(Extracted entries)
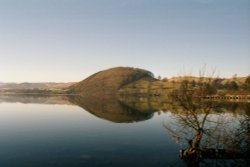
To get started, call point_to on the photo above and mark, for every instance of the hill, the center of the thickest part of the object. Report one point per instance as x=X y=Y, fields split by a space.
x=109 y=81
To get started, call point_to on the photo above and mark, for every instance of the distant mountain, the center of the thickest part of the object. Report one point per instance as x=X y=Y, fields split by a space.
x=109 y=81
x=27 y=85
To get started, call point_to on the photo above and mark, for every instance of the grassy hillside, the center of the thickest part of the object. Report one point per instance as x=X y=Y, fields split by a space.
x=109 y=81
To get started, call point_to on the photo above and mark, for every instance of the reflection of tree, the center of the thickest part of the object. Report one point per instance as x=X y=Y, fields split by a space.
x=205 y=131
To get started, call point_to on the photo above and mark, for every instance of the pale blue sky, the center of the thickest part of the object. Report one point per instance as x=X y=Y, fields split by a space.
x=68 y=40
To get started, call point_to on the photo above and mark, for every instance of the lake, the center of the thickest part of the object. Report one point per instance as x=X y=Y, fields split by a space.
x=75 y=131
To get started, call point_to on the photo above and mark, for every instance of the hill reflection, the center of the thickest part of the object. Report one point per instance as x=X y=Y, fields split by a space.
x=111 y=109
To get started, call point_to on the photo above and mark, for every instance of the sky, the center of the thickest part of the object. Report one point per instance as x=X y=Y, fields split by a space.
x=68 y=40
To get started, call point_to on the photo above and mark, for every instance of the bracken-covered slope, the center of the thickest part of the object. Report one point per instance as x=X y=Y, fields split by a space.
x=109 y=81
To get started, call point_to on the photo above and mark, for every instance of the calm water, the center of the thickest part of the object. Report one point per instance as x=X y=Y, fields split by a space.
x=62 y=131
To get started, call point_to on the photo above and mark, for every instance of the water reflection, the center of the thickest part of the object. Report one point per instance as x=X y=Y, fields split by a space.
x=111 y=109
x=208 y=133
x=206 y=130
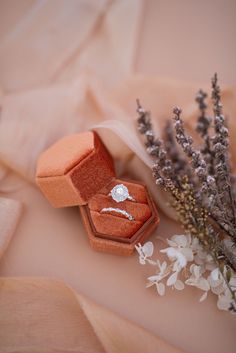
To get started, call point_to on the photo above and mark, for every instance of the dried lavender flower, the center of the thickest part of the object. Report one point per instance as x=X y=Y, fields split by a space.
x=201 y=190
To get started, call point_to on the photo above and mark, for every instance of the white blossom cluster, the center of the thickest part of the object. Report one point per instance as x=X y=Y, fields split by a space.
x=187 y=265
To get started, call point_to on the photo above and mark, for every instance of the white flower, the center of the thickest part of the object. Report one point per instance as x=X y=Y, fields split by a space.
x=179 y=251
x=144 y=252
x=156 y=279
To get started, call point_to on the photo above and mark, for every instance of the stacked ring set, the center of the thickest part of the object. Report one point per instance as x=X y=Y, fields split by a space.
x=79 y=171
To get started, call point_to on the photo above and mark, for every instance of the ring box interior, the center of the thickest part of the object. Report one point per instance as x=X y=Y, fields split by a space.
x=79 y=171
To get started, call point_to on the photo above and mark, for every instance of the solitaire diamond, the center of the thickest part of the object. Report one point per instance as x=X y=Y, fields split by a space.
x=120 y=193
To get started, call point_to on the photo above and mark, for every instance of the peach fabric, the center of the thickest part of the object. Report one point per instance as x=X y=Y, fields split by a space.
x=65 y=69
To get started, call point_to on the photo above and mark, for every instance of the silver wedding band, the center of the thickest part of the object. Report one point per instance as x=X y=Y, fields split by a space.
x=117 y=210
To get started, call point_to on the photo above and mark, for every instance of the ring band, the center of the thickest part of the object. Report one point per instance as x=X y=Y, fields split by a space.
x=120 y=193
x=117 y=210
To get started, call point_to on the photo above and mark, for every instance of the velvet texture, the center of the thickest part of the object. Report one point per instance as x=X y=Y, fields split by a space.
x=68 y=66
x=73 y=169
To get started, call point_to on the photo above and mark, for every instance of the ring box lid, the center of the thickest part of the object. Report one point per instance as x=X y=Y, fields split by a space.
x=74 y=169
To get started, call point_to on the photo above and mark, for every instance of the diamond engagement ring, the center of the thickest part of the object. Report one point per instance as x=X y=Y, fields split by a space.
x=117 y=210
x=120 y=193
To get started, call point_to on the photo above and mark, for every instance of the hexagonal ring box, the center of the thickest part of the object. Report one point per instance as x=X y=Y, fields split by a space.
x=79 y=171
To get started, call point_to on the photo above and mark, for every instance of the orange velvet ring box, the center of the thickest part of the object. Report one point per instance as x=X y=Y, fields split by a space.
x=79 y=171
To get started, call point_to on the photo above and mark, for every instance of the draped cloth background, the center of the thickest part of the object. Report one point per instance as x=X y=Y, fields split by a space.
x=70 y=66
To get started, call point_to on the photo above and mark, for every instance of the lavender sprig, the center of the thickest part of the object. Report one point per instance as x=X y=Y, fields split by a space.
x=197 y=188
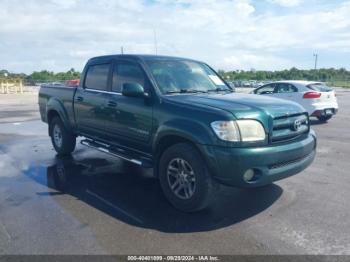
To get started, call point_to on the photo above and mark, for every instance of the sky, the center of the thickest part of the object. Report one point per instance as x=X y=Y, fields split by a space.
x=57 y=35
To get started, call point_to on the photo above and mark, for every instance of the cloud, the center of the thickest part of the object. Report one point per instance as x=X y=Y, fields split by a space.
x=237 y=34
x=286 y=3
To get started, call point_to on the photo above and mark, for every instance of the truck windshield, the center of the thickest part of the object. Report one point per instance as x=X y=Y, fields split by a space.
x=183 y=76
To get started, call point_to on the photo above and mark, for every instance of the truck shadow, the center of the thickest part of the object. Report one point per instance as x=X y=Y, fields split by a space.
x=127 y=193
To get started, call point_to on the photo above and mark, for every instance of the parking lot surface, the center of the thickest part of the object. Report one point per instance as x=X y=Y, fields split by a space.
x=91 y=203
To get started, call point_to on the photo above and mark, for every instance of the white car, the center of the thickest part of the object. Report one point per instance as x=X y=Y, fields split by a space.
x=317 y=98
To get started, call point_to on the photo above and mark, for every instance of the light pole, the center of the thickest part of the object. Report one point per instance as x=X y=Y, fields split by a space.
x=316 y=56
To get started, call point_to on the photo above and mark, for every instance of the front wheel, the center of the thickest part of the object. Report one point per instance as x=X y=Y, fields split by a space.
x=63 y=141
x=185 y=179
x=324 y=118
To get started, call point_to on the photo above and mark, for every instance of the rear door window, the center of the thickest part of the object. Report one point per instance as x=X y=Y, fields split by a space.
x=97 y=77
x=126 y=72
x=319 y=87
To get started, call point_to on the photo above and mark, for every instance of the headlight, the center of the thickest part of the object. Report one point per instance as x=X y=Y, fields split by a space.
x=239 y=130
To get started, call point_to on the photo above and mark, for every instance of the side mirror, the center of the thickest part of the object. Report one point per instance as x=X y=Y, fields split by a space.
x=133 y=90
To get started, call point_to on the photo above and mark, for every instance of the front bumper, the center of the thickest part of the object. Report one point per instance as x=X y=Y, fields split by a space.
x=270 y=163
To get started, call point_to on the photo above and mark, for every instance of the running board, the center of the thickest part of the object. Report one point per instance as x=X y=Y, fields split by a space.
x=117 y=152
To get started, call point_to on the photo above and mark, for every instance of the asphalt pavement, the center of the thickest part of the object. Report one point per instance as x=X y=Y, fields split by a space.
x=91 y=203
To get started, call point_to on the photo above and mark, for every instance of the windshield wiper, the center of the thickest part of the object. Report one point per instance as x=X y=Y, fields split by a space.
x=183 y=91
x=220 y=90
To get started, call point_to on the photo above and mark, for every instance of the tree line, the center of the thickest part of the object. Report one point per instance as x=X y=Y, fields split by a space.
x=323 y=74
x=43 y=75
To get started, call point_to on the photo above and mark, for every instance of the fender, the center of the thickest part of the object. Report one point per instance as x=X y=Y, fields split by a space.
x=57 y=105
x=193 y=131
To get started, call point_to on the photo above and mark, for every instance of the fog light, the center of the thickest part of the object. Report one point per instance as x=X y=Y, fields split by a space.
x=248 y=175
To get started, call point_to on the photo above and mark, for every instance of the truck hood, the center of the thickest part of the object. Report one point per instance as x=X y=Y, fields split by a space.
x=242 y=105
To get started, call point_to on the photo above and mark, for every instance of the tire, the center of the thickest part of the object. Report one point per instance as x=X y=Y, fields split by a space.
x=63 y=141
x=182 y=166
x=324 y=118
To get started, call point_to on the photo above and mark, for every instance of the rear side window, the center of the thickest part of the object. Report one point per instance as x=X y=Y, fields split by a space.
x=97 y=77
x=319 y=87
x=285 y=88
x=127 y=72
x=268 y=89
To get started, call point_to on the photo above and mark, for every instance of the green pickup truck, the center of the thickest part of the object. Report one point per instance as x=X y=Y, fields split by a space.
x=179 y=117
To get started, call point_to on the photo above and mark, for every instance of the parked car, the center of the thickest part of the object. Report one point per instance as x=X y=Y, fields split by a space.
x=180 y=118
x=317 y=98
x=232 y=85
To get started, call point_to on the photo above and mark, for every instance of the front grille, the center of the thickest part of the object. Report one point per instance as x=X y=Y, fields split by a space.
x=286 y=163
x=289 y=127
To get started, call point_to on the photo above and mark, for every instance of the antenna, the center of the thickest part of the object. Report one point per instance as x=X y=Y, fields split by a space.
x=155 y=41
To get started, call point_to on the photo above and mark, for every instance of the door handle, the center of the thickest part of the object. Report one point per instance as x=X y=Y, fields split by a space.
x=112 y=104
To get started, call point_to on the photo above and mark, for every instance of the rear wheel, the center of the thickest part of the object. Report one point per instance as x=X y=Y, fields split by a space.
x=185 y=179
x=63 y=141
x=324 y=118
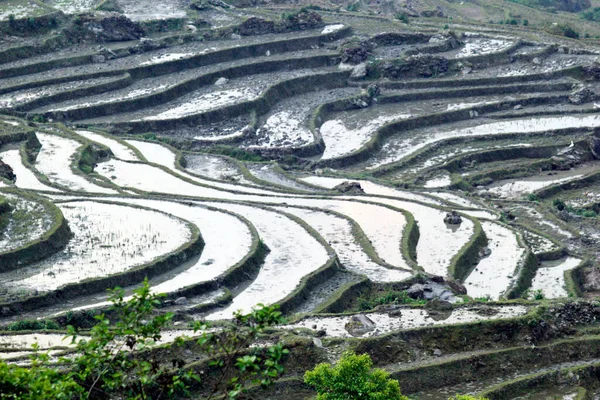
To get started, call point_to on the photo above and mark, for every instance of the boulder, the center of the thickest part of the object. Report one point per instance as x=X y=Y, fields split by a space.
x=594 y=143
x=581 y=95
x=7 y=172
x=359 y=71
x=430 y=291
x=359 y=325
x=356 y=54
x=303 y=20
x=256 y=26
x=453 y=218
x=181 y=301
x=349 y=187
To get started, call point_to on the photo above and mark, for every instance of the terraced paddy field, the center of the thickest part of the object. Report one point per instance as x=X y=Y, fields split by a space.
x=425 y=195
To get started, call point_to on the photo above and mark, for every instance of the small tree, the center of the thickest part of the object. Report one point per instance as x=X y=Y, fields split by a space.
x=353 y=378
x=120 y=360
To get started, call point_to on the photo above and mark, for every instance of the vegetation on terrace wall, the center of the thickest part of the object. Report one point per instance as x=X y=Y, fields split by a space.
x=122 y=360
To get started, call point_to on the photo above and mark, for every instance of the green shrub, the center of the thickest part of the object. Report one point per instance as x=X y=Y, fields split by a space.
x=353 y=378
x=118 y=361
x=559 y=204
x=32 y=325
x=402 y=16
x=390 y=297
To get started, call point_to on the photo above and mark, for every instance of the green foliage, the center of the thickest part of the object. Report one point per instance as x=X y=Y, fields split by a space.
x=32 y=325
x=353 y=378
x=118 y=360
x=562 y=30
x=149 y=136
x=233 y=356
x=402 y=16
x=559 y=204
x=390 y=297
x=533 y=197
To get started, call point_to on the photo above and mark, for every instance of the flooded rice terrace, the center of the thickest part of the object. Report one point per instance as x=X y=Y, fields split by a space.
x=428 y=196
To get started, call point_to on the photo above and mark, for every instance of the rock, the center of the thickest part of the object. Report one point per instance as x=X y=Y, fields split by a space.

--- Objective ---
Edit the entries from the line with "green shrub, the" up to and including the last line of the entries, replacing "thickest part" with "widest part" and leaving everything else unchanged.

--- Worked solution ---
To get started, call point_to on the photo above and mark, for every instance of the green shrub, the center of the widest part of the object. Report one point per instance as x=X y=Y, fields split by a space.
x=353 y=378
x=118 y=361
x=559 y=204
x=32 y=325
x=402 y=16
x=390 y=297
To get started, call point_to on the photo above and mark, for every instance of the green foliage, the center of the widest part of the object. Report one point per instance as x=X y=Y, fields split by a space.
x=32 y=325
x=353 y=378
x=118 y=360
x=562 y=30
x=149 y=136
x=233 y=356
x=402 y=16
x=559 y=204
x=390 y=297
x=533 y=197
To get started, call point_to on the photo above and mark, for every instance of the flooded rice terrace, the center of the widest part of the object. Report one point per instance as x=X y=Y, fields split by a space.
x=428 y=196
To get started, call point_to on the photo above and mark, for every instance of the rock, the center of the widest part of the object. Report one point per instance as x=X y=Y, fields split by a space.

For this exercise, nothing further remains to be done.